Directions for this task. In the passage about the Biden team's climate plans, how much has Biden proposed spending to combat climate change, and over what period?

Text passage.

************

The Biden team’s planning comes as control of the United States Senate is set to be determined by two runoff elections in Georgia in early January. Republicans, who have held the Senate in 2015, need only to win one of the contests to maintain control of the chamber.

If the GOP were to retain control, many believe that some of Biden’s biggest campaign promises would be unlikely to receive congressional approval, especially on issues relating to climate change.

Biden, whose environmental agenda is heavily influenced by the recommendations of a unity task force set up with Sen. Bernie Sanders (I-VT) after the Democrat primaries, has proposed spending $2 trillion over four years to combat climate change.

A major portion of the money will be used to create one million new jobs in the auto industry by boosting the production of energy-efficient vehicles. In order to achieve the goal, Biden is backing legislation, introduced by Senate Minority Leader Chuck Schumer (D-NY), to incentivize individuals to trade in their gas-powered vehicles for ones running on either electricity or hydrogen.

************

Records shown.
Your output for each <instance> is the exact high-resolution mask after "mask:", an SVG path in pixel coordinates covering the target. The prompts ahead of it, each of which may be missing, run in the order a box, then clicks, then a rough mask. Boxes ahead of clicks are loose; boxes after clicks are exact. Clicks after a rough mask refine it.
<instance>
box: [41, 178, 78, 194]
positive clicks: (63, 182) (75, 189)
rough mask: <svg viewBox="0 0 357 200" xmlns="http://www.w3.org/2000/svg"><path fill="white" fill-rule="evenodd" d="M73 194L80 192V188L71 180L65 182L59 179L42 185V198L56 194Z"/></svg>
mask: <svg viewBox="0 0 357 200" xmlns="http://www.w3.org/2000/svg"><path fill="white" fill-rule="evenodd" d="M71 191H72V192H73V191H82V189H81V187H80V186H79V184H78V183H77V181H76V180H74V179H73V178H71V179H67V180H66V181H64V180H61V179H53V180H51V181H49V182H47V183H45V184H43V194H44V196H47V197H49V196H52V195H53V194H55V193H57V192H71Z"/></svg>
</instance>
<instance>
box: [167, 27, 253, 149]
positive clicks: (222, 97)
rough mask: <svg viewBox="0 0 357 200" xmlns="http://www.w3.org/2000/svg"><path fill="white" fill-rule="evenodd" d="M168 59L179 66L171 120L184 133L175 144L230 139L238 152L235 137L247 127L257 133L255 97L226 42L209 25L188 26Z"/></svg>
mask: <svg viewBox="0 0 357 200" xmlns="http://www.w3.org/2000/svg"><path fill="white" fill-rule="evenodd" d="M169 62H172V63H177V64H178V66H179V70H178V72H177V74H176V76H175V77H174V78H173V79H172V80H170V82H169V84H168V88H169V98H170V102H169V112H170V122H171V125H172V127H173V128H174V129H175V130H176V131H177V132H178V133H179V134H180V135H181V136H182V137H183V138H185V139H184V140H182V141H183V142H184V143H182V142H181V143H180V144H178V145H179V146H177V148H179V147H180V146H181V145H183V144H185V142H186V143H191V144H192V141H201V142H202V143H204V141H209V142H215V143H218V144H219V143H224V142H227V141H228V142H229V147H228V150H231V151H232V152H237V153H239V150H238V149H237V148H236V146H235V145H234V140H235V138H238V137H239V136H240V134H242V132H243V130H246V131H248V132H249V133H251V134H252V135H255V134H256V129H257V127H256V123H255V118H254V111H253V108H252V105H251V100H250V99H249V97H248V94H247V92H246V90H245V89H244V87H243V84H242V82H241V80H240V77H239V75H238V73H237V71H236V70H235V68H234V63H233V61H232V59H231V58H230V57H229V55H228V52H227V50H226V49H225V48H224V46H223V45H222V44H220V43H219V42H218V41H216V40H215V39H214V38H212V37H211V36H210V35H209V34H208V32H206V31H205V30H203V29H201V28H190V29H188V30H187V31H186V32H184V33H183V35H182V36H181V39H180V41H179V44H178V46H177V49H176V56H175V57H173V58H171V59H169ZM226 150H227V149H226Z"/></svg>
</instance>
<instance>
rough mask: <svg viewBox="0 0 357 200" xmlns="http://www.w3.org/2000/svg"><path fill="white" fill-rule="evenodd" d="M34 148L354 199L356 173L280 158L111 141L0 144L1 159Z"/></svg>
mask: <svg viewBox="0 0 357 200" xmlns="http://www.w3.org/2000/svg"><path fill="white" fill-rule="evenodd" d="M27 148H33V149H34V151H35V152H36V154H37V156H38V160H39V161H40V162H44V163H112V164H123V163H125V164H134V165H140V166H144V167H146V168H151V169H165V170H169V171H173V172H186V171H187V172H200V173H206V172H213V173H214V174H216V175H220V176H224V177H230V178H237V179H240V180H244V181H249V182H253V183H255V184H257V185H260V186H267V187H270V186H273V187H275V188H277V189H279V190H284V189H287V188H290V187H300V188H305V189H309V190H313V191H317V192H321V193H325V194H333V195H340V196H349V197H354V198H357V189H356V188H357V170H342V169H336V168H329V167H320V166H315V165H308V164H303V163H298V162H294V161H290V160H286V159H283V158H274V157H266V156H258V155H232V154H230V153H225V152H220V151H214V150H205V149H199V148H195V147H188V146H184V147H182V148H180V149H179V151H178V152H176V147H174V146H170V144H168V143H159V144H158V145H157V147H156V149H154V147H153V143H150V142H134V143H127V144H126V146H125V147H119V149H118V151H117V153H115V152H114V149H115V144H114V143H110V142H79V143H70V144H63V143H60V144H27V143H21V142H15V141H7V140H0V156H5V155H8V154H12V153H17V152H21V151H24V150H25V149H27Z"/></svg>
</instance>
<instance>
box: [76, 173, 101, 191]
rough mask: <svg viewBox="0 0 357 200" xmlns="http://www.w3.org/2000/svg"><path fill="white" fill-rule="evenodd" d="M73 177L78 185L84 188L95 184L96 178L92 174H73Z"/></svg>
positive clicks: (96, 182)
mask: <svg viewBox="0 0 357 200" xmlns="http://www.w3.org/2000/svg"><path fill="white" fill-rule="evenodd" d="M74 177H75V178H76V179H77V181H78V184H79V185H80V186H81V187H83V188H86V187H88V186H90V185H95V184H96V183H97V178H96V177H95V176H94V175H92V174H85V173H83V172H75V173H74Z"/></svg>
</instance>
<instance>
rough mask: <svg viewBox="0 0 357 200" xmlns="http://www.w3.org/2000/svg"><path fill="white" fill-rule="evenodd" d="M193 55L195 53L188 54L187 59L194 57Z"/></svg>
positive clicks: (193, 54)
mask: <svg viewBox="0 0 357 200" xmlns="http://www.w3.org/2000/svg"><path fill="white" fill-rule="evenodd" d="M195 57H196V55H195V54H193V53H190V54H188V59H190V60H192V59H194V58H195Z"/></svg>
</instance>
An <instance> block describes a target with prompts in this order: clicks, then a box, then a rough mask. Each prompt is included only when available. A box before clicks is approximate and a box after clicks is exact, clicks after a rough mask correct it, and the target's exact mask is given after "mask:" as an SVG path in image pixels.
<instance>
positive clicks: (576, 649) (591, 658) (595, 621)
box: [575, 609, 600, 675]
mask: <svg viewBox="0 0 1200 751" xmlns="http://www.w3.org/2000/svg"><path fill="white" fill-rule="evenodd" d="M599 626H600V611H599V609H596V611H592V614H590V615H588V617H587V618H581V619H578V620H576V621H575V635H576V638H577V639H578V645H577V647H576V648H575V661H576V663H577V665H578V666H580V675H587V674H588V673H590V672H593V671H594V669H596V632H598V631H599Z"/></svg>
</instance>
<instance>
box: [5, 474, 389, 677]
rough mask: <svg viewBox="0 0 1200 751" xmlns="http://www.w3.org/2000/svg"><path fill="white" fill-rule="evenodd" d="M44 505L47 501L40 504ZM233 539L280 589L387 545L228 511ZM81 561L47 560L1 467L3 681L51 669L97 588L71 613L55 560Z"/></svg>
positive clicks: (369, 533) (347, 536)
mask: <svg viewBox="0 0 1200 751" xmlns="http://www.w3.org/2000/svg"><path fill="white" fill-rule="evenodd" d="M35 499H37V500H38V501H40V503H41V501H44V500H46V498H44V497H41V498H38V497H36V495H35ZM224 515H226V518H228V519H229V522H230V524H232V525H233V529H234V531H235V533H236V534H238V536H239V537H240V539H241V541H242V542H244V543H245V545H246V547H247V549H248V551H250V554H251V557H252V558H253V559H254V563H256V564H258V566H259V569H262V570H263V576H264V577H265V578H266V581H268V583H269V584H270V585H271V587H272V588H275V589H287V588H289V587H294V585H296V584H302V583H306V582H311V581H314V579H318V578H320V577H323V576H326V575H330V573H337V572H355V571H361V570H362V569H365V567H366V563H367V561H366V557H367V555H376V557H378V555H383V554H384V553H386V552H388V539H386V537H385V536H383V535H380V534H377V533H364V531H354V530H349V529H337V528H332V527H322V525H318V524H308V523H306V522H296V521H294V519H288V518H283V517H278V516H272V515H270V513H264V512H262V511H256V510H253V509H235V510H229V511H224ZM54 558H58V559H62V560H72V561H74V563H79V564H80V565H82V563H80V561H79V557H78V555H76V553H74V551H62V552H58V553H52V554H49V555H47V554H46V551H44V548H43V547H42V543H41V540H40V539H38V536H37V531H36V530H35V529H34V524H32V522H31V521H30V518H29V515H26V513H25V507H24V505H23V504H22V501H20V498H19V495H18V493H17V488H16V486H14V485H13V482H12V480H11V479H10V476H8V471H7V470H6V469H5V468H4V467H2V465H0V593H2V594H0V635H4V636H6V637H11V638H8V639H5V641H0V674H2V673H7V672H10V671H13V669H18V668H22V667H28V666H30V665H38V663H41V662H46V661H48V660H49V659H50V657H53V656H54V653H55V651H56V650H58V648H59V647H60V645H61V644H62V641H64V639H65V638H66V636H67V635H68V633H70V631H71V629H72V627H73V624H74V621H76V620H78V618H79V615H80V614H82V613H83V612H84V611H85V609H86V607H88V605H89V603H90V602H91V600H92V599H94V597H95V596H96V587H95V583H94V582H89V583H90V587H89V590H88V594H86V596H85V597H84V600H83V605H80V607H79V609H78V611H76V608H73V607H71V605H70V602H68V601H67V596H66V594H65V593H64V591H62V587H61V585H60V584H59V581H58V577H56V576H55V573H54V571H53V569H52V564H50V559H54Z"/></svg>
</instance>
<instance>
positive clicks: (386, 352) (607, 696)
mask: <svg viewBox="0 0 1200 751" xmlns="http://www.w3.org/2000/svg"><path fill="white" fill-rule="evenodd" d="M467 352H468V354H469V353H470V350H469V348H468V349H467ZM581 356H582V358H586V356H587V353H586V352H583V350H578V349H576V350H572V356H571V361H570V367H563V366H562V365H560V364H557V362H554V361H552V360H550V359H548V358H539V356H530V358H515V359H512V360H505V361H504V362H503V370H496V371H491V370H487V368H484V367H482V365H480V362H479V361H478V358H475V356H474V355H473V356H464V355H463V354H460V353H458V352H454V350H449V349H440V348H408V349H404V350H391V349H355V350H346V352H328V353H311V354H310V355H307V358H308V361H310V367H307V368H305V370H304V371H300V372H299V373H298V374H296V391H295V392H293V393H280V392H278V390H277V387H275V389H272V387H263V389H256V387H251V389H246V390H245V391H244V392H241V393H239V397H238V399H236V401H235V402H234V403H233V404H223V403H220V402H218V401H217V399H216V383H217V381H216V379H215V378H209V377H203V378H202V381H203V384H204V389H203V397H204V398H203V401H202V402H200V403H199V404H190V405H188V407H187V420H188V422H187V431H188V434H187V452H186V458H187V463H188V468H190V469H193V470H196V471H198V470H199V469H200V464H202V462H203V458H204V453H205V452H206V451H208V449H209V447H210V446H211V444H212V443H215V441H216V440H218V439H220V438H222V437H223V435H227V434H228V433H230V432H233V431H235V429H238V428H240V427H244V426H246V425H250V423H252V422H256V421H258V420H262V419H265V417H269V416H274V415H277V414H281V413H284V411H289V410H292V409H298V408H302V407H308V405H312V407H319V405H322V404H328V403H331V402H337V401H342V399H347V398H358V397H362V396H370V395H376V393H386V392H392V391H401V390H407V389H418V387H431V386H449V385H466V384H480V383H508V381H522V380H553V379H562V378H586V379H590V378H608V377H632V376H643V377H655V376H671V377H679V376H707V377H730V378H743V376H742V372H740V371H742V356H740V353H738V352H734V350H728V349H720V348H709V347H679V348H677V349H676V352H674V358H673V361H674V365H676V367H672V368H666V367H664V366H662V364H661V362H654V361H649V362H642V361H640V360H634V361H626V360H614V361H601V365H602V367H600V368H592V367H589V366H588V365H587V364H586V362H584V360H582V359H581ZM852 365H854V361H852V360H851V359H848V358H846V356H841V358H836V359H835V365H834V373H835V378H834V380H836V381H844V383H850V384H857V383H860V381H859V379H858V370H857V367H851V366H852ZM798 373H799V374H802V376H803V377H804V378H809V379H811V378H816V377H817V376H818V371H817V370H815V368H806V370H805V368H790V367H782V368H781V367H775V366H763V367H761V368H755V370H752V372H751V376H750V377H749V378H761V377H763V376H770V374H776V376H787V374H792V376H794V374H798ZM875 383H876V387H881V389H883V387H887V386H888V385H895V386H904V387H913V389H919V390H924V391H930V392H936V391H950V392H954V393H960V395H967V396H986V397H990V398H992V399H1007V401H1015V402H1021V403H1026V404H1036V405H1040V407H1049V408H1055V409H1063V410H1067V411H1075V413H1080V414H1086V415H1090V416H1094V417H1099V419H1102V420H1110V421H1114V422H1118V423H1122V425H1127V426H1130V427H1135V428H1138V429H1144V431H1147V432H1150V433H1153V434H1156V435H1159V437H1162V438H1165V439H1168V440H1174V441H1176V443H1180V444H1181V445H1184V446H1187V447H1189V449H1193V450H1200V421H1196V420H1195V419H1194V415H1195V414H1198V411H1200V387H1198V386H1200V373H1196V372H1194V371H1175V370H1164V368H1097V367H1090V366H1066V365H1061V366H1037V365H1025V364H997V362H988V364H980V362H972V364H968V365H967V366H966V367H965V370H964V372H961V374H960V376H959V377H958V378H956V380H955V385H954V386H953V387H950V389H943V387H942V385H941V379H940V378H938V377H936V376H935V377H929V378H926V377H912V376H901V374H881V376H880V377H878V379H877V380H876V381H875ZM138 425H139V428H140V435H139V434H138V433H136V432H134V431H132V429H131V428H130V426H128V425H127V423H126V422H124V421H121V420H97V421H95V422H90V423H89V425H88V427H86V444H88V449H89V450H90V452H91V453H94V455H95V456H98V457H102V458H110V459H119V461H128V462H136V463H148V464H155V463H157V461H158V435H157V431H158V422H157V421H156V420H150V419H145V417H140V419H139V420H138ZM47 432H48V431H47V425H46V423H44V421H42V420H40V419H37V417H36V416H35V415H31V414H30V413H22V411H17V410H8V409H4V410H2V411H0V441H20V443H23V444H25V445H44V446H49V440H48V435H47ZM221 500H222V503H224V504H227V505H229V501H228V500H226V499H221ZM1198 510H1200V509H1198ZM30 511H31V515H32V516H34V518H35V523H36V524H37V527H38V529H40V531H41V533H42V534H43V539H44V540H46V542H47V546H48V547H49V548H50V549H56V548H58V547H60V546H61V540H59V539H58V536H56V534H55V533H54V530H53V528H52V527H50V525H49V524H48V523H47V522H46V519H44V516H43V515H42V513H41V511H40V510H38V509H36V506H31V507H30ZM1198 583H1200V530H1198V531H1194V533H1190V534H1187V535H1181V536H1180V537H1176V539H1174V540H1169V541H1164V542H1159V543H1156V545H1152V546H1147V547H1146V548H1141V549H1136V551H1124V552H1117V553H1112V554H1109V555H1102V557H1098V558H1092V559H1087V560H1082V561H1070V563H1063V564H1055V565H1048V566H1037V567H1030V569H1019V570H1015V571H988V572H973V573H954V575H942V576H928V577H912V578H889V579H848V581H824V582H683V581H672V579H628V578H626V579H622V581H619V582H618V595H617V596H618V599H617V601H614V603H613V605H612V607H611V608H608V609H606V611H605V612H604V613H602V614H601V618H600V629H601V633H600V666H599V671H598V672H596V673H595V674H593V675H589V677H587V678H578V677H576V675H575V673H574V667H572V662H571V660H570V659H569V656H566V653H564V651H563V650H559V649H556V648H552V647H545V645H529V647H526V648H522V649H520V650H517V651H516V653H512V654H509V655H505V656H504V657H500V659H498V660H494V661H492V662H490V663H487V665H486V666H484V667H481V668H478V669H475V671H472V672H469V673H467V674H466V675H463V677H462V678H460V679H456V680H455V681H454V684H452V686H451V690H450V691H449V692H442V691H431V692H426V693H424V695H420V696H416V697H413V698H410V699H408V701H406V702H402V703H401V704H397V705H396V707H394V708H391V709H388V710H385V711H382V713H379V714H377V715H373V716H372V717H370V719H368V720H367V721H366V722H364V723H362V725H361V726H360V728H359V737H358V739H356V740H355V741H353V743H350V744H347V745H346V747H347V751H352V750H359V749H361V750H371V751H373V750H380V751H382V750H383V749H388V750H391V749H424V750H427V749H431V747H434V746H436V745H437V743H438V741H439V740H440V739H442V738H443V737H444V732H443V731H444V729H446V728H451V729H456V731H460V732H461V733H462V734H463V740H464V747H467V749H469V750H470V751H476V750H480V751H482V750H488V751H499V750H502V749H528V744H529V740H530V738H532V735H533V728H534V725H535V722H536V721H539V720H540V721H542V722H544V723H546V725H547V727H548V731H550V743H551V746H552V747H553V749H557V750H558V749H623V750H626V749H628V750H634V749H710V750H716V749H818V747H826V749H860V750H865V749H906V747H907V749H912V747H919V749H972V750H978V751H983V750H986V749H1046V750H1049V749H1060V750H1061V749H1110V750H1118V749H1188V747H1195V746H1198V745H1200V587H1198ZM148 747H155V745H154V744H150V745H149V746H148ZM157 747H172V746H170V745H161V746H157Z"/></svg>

************

Exercise response. $2 trillion over four years.